Problem statement:
Give back exactly the lines from the one containing "Target: green herb flake" through the end of the records, including both, and no others.

Records for this task:

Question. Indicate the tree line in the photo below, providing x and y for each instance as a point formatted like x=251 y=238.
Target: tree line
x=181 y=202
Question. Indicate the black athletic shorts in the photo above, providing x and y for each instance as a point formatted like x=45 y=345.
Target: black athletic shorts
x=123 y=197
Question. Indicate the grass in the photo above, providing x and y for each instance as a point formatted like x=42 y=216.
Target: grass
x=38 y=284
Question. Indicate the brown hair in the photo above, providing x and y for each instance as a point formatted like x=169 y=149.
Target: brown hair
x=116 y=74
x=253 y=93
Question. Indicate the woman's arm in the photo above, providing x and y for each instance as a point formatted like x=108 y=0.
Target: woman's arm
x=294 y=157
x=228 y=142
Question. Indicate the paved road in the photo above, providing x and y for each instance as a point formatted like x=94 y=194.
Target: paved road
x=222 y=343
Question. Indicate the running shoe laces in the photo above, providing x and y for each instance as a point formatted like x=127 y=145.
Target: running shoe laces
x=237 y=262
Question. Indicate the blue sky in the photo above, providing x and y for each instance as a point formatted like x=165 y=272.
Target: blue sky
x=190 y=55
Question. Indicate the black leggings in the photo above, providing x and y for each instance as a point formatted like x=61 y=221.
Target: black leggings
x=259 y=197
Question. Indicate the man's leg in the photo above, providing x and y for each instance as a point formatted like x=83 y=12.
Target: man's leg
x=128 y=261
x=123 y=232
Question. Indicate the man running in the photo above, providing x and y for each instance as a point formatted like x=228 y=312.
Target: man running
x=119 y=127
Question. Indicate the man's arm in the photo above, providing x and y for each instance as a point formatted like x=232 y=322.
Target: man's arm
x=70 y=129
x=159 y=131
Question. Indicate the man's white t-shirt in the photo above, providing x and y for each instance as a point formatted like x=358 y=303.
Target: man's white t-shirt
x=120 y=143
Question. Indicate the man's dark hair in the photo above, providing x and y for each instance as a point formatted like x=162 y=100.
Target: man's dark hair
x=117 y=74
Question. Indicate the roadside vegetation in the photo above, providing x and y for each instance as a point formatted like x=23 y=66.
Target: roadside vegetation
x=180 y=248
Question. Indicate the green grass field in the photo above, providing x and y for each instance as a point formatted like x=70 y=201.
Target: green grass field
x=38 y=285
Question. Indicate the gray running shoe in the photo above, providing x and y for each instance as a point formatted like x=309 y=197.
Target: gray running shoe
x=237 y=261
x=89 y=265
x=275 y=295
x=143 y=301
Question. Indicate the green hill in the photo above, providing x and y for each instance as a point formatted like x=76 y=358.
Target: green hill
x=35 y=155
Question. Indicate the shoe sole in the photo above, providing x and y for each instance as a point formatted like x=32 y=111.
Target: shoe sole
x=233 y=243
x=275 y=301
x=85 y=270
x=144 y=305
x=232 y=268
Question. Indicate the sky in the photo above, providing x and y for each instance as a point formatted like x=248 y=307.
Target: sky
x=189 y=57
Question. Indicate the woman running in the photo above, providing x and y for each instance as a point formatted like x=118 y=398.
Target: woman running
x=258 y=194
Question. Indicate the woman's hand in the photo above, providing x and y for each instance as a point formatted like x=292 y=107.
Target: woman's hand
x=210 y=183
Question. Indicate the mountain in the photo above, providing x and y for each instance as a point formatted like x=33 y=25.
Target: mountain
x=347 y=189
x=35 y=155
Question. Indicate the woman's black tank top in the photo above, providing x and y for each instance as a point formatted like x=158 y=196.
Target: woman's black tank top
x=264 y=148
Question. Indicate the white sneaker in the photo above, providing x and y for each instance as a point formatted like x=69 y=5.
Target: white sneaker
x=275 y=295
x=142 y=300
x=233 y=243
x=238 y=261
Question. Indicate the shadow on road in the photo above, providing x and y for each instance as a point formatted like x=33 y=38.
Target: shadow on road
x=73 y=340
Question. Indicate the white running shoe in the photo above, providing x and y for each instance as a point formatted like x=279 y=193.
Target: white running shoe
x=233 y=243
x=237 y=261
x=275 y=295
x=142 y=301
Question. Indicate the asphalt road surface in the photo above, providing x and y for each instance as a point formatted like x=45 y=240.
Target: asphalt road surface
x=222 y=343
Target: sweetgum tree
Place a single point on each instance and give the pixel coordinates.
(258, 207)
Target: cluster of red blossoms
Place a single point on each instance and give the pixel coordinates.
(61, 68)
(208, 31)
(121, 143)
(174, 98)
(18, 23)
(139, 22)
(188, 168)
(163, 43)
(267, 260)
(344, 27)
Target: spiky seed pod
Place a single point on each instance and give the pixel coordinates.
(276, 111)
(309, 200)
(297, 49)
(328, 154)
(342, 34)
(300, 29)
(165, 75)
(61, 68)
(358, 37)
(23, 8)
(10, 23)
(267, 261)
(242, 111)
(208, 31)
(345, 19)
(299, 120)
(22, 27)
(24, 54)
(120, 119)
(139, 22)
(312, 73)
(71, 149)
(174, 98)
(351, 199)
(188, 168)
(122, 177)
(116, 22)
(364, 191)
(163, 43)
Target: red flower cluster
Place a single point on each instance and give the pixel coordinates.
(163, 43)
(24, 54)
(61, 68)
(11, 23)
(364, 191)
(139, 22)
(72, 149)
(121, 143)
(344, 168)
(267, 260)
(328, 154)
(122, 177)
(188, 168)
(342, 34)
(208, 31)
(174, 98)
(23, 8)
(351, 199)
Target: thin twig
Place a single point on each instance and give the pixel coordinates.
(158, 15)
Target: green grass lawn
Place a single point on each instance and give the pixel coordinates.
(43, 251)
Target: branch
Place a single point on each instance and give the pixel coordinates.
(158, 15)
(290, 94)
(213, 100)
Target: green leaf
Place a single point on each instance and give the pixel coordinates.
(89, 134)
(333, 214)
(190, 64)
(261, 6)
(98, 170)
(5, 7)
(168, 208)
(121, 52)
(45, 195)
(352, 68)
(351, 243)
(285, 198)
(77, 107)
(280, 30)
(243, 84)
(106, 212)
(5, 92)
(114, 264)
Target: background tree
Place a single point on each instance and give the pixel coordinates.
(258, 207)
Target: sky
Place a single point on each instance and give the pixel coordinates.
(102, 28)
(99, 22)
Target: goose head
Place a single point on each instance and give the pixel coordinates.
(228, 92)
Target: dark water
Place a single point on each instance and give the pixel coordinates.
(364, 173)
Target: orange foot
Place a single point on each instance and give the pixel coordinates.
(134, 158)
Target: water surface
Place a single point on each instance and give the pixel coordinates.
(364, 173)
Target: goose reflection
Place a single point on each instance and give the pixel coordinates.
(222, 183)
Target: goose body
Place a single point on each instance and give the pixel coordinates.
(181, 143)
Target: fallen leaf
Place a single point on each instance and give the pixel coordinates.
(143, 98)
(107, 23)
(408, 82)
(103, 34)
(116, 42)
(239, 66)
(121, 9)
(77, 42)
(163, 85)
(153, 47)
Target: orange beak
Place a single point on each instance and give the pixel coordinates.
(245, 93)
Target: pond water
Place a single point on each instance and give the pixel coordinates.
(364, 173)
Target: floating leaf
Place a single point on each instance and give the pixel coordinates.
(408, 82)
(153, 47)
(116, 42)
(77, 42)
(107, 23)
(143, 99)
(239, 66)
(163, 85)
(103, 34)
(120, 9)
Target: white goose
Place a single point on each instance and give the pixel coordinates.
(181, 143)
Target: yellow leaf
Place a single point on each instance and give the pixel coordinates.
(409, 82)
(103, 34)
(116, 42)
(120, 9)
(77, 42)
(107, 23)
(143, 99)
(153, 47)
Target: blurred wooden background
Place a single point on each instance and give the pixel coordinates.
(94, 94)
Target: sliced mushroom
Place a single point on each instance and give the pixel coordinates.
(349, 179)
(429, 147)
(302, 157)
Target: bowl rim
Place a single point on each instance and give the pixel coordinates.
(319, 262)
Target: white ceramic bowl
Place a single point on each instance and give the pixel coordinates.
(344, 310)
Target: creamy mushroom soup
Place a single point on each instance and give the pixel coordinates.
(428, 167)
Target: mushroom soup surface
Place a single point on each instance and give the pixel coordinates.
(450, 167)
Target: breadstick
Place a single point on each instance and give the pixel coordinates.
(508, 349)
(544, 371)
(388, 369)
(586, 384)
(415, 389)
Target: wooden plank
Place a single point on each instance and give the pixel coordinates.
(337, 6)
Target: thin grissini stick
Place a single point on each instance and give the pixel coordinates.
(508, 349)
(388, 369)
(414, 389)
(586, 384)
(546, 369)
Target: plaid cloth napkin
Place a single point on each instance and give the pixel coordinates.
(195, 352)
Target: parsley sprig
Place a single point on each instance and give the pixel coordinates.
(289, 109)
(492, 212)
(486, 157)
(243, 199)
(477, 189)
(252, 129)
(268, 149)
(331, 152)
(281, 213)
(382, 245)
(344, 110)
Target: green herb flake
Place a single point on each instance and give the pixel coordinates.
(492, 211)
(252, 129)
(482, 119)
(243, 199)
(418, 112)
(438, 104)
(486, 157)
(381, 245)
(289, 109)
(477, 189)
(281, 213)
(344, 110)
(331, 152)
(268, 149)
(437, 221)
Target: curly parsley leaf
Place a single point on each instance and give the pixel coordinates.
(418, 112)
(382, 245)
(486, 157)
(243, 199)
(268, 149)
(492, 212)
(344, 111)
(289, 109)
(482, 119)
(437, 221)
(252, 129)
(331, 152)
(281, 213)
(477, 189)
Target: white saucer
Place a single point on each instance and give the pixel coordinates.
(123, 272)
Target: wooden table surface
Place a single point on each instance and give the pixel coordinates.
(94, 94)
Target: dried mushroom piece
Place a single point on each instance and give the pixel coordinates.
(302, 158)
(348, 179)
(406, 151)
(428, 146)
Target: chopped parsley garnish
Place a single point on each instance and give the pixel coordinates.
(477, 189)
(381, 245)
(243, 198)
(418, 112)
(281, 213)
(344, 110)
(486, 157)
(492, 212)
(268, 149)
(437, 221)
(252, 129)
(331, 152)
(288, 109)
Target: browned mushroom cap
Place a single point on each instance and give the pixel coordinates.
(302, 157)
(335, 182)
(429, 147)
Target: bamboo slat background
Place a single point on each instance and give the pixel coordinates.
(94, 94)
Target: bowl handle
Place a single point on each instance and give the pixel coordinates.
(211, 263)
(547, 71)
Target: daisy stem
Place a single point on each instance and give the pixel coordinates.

Result of this exercise:
Target: green herb flake
Place a single point on each instance and give the pixel coordinates.
(492, 211)
(252, 129)
(482, 119)
(243, 199)
(418, 112)
(438, 104)
(486, 157)
(381, 245)
(289, 109)
(477, 189)
(281, 213)
(344, 110)
(331, 152)
(268, 149)
(437, 221)
Target: curly parsley leaf
Place a single point on each instance and give the pixel coordinates.
(418, 112)
(382, 245)
(486, 157)
(243, 199)
(268, 149)
(492, 212)
(344, 111)
(289, 109)
(482, 119)
(437, 221)
(252, 129)
(331, 152)
(281, 213)
(477, 189)
Target: white saucer
Place a single point on each instance and give the pixel coordinates.
(123, 272)
Target: wooden table surface
Place a single point on each instance and give the pixel coordinates.
(94, 94)
Target: dried mushroom piece
Place a single point on each instance and give the pixel coordinates.
(302, 158)
(348, 179)
(406, 151)
(428, 146)
Target: chopped parsley garnish
Place a single point on each instance and give the pixel coordinates.
(477, 189)
(381, 245)
(243, 198)
(418, 112)
(281, 213)
(344, 110)
(486, 157)
(492, 212)
(268, 149)
(437, 221)
(252, 129)
(331, 152)
(288, 109)
Target: browned mushroom cap
Place a single point on each instance and give the pixel coordinates.
(302, 157)
(335, 182)
(429, 147)
Target: bamboo slat background
Place a single point on each instance and give the pixel coordinates.
(94, 94)
Target: bowl handle
Place a single point on each instance and give the pixel coordinates.
(211, 263)
(547, 71)
Target: daisy stem
Place a single point on each instance and give the pixel coordinates.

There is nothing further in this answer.